Location annotation dataset excerpts
--------------------

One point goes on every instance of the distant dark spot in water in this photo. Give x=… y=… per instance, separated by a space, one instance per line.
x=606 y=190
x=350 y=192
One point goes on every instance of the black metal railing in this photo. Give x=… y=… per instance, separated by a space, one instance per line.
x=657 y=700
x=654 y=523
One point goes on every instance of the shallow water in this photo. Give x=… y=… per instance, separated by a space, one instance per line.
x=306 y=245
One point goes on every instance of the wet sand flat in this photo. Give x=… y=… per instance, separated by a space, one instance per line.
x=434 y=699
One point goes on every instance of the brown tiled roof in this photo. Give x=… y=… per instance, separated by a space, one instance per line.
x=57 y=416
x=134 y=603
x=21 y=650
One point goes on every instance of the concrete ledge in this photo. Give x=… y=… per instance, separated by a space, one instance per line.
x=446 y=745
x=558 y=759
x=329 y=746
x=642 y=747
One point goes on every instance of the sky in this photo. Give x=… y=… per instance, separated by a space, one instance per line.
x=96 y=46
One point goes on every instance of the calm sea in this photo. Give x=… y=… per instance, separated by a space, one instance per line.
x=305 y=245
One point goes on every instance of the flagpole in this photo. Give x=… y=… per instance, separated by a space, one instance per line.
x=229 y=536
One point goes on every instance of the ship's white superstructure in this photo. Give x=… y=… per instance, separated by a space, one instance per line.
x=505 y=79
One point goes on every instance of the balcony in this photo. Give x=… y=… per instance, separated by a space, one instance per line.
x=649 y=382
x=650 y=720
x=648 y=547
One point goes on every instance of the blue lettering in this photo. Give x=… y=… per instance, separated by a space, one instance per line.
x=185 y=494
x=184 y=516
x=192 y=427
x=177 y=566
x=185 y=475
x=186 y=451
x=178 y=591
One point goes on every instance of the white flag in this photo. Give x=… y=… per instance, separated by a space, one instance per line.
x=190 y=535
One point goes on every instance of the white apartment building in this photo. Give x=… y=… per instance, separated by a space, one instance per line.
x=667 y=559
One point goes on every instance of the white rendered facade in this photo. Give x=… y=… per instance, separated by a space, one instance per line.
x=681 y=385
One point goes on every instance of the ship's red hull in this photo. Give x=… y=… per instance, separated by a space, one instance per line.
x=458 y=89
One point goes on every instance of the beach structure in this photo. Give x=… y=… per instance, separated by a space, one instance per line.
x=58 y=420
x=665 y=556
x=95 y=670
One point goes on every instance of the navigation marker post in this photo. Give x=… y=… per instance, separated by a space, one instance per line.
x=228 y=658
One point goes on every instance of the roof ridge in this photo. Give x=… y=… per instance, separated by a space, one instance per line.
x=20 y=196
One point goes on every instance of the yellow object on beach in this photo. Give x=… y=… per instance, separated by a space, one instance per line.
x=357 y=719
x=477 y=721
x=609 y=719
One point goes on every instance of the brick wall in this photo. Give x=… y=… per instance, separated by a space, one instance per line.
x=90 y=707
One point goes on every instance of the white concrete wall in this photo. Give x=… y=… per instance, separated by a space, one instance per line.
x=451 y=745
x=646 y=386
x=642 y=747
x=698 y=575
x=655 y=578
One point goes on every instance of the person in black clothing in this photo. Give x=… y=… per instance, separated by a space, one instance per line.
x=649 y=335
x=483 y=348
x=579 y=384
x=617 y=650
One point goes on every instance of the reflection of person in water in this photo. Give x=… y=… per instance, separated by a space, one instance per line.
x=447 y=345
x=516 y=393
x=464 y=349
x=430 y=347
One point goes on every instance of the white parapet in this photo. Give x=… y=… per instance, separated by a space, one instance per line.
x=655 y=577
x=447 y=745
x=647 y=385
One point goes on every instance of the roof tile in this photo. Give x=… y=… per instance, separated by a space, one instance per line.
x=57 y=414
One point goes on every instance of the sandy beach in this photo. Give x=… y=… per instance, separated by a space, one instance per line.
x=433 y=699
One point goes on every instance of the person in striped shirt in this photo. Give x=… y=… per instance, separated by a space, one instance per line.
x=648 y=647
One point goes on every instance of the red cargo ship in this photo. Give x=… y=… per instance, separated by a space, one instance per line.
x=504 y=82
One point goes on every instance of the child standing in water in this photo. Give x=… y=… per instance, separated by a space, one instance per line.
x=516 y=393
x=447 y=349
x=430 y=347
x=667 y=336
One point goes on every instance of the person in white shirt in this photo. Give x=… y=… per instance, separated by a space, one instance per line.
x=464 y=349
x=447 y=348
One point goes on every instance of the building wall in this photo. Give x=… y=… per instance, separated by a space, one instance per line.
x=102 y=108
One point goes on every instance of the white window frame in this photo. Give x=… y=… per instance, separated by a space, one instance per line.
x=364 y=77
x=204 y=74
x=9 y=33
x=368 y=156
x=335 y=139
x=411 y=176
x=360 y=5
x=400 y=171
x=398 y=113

--------------------

Task objective:
Switch "window frame" to "door frame" in everything from the line containing "One point goes on every instance of the white window" down to the last of the lines. Return only that part, with nothing else changed.

Solution to this problem:
One point goes on every instance of the white door frame in this photo. Give x=… y=… per instance, separated by a space, one instance per line.
x=364 y=77
x=204 y=74
x=9 y=33
x=368 y=156
x=335 y=139
x=411 y=176
x=360 y=5
x=400 y=171
x=398 y=113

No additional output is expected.